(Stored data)
+++
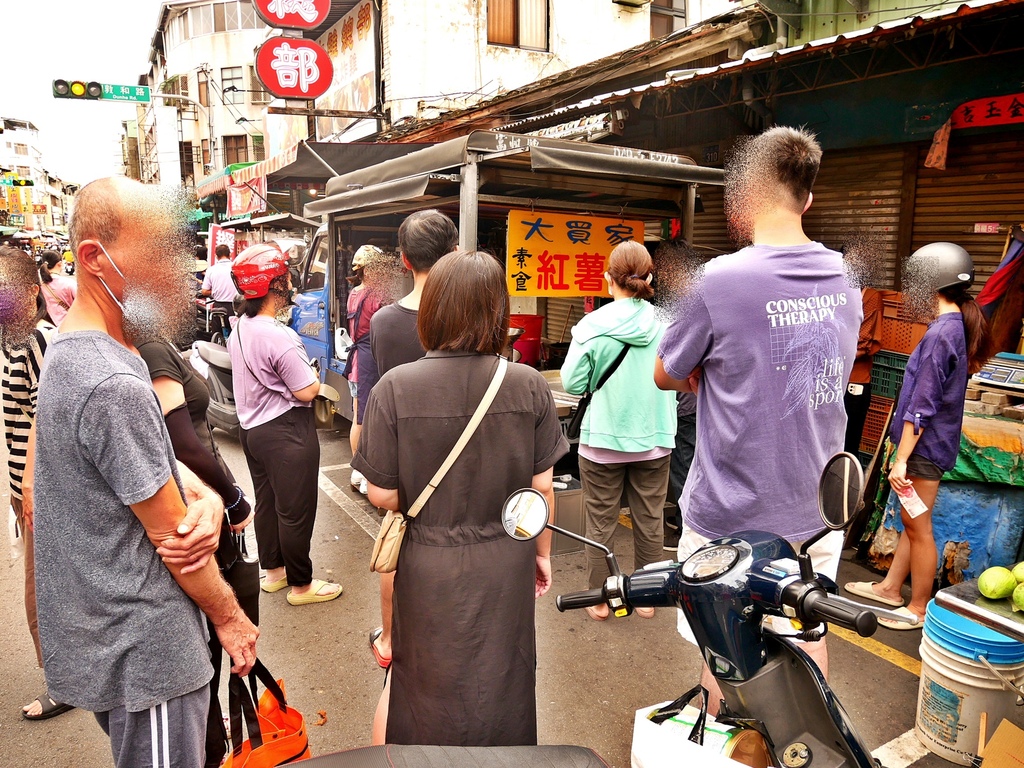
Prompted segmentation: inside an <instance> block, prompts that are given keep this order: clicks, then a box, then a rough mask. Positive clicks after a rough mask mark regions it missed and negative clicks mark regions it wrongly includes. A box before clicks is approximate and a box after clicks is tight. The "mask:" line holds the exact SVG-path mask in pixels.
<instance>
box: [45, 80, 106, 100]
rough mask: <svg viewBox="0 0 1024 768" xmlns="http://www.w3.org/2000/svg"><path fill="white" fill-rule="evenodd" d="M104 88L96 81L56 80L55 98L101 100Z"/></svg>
mask: <svg viewBox="0 0 1024 768" xmlns="http://www.w3.org/2000/svg"><path fill="white" fill-rule="evenodd" d="M102 95H103V86H102V85H100V84H99V83H97V82H96V81H94V80H90V81H89V82H86V81H84V80H54V81H53V97H54V98H101V97H102Z"/></svg>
+++
EXERCISE INSTRUCTIONS:
Go through the data above and copy each line that holds the word "instance".

EXERCISE RESULT:
Prompted segmentation: inside an <instance> block, prompts that are given keep this order: clicks, then a box, then a rough mask. Positive clicks after a rough mask mark regions it missed and negative clicks mark regions it wrongly includes. A box before clicks is approximate and a box after clicks is tight. The "mask:" line holds the exact SVG-path mask in pixels.
<instance>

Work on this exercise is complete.